§ **What you need to do**: All of the data below should be written out exactly.

-- BEGIN Entries --

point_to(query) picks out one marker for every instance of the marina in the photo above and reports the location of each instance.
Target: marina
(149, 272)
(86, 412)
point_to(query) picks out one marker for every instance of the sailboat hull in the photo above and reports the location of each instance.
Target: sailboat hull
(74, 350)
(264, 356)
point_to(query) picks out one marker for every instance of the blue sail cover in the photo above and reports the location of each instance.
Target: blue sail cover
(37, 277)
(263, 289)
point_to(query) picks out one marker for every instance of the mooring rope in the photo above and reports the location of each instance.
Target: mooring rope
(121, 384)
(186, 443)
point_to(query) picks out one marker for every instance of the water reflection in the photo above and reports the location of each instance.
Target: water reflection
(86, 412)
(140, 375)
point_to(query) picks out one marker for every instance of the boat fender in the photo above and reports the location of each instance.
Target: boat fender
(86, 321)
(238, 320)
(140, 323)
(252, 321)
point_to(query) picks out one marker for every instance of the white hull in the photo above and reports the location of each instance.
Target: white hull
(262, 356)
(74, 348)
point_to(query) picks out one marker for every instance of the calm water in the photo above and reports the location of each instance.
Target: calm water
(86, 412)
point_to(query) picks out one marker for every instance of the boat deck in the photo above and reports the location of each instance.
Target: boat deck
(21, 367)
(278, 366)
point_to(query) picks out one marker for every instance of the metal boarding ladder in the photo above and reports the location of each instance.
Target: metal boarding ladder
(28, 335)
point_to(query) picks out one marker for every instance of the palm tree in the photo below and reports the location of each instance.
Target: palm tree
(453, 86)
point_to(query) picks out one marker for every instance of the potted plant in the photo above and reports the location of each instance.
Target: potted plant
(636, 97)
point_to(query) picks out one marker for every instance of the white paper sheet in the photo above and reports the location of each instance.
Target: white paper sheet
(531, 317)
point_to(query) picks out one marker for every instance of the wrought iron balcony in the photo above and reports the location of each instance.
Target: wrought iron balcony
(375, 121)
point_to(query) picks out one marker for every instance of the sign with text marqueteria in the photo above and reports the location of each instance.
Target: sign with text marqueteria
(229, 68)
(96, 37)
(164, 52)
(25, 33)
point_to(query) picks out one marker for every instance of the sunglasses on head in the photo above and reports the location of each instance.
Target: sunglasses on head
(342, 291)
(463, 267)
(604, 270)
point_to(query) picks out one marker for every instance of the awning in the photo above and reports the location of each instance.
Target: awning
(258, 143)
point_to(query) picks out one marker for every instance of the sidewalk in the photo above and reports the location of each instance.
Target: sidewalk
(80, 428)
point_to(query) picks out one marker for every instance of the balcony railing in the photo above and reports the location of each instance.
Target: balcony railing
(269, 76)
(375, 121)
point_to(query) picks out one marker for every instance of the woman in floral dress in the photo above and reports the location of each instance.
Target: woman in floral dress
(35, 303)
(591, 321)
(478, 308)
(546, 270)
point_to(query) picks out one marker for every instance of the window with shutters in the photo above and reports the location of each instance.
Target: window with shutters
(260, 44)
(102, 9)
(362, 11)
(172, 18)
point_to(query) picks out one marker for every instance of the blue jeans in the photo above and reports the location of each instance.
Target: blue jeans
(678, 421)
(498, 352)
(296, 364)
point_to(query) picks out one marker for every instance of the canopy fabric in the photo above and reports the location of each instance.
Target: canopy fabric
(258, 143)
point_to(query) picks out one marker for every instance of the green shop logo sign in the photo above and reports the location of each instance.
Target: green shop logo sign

-- END Entries --

§ **Output**:
point_to(query) picks out one marker for every instance of the marina in the photo above and reports the location of each instance.
Target: marina
(149, 272)
(86, 412)
point_to(query) picks out one marker for every instance of the sailboat hull in the photo above and reports the location of each instance.
Target: sailboat hull
(74, 350)
(264, 356)
point_to(query) picks out one marker for every instance of the blue sail cover in the photo above and reports the location of each instance.
Target: blue sail cover
(37, 277)
(263, 289)
point_to(query) picks out one marker for every instance of the mooring rope in the photo above and reports the location of each instance.
Target: mooring rope
(121, 384)
(186, 443)
point_to(query) picks out one marker for every instance of the water reflection in the photo above and reports the location of each instance.
Target: water reflection
(86, 412)
(140, 375)
point_to(query) picks out one marker for every instance of the boat fender in the photo above and reports the location of each instance.
Target: boat fender
(86, 321)
(238, 320)
(140, 323)
(252, 321)
point_to(query) picks out one marker for every instance of the white hull in the photo above and reports the location of each instance.
Target: white hull
(262, 356)
(74, 348)
point_to(query) picks out one marker for every instance of the calm water in the photo above and reports the location of each instance.
Target: calm water
(86, 412)
point_to(query) picks out one marker for every instance of the boat deck in the photo above and reports the location of each instance.
Target: boat deck
(21, 367)
(278, 366)
point_to(query) picks out one marker for every instance of the metal boarding ladder in the photo above and reports the location of each instance.
Target: metal boarding ladder
(28, 335)
point_to(query) picks out one marker for every instance of the palm tree in the photo below and reports the location of each instance.
Target: palm tree
(453, 86)
point_to(query) picks out one marker for every instance of the potted plant in the photo above and reports the location of each instance.
Target: potted plant
(636, 97)
point_to(query) picks out one marker for every instance of the white paper sheet in the photo above and reports the location of each instance.
Target: white paper sheet
(531, 317)
point_to(query) picks out one marker for every instance of the wrought iron balcony in the photo above and reports the location of each instance.
Target: wrought iron balcony
(375, 121)
point_to(query) picks out one marker for every instance of the sign with text marqueteria in the photo above and reports the location of each instance.
Target: sign with text marqueteria
(229, 68)
(96, 37)
(164, 52)
(25, 33)
point_to(query) picks out one marker for every instance of the sunglasses on head in the photo above and reports the location of each instance.
Target: sunglasses on head
(342, 291)
(463, 267)
(604, 270)
point_to(query) picks out one marker for every instance of the awning in the photo above and reports the location of each instance.
Target: awning
(258, 143)
point_to(query) picks out one marker for every instance of the sidewalk in the photo above and reports the location of each instance.
Target: sidewalk
(80, 428)
point_to(query) picks out one marker for every instance of the balcony railing in the photo above and reports the location of each instance.
Target: balcony railing
(269, 76)
(375, 121)
point_to(query) picks out one marker for every instance of the woman in floral dress in the photo above and reports the location of each instance.
Target: woman in floral dress
(35, 303)
(591, 321)
(478, 308)
(546, 270)
point_to(query) picks out one marker for every instance of the window with shutters in the photo above and reports the location of each instance.
Target: window with shutters
(260, 44)
(102, 9)
(362, 11)
(172, 18)
point_to(query) picks out one marker for every instance of the blue jeans in the photo above and reports the location of each instance.
Target: blue jeans
(678, 421)
(498, 352)
(296, 364)
point_to(query) picks out one marker for every instance of the canopy fabric in the photo above and reports the location of each instance.
Target: canopy fabric
(258, 143)
point_to(query) picks out one marker for every instance of the green shop logo sign in the photo above and reports the location of each instance.
Target: green shop logo sign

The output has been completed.